Exercise:
Comb through the entries for "dress" and pull out each line that holds it.

■ ■ ■ ■ ■ ■ ■

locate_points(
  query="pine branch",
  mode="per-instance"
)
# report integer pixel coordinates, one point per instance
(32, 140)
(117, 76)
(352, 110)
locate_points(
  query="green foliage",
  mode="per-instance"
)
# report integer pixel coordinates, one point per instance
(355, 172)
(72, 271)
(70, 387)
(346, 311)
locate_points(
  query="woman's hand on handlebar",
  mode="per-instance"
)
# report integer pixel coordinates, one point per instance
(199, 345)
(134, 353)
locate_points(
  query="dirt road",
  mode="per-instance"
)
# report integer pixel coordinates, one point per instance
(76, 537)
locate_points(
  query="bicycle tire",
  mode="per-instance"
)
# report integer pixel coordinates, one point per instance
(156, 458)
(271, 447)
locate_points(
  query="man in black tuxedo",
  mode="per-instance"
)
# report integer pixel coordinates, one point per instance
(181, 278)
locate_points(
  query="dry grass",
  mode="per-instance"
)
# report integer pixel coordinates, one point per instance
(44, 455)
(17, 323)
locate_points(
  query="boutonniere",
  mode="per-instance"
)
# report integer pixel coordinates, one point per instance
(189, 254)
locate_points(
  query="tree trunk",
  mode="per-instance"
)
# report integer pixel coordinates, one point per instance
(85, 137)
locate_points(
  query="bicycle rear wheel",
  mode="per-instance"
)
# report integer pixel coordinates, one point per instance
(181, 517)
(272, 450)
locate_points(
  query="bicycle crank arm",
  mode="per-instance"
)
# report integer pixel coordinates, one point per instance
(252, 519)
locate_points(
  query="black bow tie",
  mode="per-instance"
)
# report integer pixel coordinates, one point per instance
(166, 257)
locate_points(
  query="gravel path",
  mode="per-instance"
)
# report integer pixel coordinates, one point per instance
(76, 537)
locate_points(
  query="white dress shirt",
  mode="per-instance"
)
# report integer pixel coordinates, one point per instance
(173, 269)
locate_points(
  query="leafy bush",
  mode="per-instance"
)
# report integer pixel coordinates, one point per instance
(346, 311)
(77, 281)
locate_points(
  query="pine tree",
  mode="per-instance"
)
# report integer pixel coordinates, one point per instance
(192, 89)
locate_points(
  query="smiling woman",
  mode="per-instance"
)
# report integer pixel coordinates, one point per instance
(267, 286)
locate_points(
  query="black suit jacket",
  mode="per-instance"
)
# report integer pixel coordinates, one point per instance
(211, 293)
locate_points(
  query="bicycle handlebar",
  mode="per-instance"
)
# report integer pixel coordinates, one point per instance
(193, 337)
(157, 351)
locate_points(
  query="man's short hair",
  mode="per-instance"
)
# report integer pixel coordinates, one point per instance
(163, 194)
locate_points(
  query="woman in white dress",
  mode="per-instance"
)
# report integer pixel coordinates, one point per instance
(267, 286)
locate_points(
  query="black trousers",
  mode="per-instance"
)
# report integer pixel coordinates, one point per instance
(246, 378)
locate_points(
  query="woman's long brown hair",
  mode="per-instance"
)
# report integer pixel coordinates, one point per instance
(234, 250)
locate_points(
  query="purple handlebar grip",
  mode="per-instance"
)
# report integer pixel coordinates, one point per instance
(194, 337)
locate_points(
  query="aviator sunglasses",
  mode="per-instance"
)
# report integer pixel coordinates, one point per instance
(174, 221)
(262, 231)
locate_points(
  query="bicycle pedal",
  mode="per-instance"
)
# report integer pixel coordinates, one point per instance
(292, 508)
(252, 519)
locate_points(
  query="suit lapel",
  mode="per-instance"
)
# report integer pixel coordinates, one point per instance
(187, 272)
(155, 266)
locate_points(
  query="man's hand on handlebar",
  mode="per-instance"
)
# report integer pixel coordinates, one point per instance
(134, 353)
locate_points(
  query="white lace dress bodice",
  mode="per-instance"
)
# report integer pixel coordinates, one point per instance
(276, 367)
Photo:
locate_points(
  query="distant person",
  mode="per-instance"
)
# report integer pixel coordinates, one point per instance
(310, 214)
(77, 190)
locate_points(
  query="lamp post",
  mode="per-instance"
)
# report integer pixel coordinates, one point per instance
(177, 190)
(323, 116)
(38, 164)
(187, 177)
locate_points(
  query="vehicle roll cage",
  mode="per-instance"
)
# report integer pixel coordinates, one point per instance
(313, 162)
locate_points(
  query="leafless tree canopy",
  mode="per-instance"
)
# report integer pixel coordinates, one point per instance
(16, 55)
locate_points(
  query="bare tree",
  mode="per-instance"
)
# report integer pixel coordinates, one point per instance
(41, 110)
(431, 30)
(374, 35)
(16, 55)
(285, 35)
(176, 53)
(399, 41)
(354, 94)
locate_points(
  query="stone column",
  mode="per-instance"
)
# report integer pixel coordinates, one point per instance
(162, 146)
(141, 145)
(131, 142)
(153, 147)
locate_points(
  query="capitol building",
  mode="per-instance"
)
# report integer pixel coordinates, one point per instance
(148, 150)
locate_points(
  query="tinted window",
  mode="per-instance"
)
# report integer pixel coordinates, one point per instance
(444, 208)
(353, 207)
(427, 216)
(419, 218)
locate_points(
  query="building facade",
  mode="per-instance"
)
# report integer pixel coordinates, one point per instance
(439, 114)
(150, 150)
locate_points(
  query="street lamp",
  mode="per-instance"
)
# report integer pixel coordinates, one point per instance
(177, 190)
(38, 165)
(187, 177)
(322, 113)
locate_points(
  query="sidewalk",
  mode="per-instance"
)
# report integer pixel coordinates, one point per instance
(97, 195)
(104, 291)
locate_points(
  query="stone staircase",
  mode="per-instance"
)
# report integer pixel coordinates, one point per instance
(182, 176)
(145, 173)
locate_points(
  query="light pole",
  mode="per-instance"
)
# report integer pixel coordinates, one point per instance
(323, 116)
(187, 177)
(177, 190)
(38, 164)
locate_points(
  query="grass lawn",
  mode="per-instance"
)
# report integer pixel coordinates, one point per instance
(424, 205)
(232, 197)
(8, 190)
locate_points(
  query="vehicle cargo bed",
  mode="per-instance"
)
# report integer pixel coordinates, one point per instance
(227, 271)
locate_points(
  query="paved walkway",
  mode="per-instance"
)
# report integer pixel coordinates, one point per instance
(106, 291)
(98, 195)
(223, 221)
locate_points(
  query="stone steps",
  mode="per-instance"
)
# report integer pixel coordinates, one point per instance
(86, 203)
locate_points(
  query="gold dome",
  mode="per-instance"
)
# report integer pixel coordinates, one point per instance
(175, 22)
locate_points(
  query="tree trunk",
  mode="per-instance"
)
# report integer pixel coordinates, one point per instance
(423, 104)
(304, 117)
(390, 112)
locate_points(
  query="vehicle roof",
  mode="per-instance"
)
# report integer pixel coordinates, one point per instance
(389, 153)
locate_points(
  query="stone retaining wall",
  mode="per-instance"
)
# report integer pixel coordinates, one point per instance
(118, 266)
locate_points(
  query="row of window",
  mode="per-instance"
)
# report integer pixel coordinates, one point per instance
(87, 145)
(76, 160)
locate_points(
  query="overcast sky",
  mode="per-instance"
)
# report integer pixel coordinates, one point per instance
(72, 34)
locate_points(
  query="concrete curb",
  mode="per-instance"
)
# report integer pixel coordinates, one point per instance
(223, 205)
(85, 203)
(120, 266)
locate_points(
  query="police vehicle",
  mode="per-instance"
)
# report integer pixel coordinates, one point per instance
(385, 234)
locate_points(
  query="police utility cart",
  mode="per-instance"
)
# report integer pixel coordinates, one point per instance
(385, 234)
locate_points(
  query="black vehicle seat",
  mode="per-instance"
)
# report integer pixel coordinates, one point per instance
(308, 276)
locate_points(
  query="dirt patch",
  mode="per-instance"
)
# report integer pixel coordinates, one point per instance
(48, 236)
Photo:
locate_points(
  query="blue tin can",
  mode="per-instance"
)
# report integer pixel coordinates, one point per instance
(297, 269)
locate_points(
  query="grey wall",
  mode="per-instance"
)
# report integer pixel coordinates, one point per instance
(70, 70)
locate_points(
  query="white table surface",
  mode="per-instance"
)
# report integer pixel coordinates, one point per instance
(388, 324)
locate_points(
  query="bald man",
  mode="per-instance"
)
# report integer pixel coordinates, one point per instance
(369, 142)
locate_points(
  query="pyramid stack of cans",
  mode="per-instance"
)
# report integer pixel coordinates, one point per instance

■ ■ ■ ■ ■ ■ ■

Solution for this exercise:
  query="white dress shirt",
  query="woman in white dress",
  query="white lace dress bodice",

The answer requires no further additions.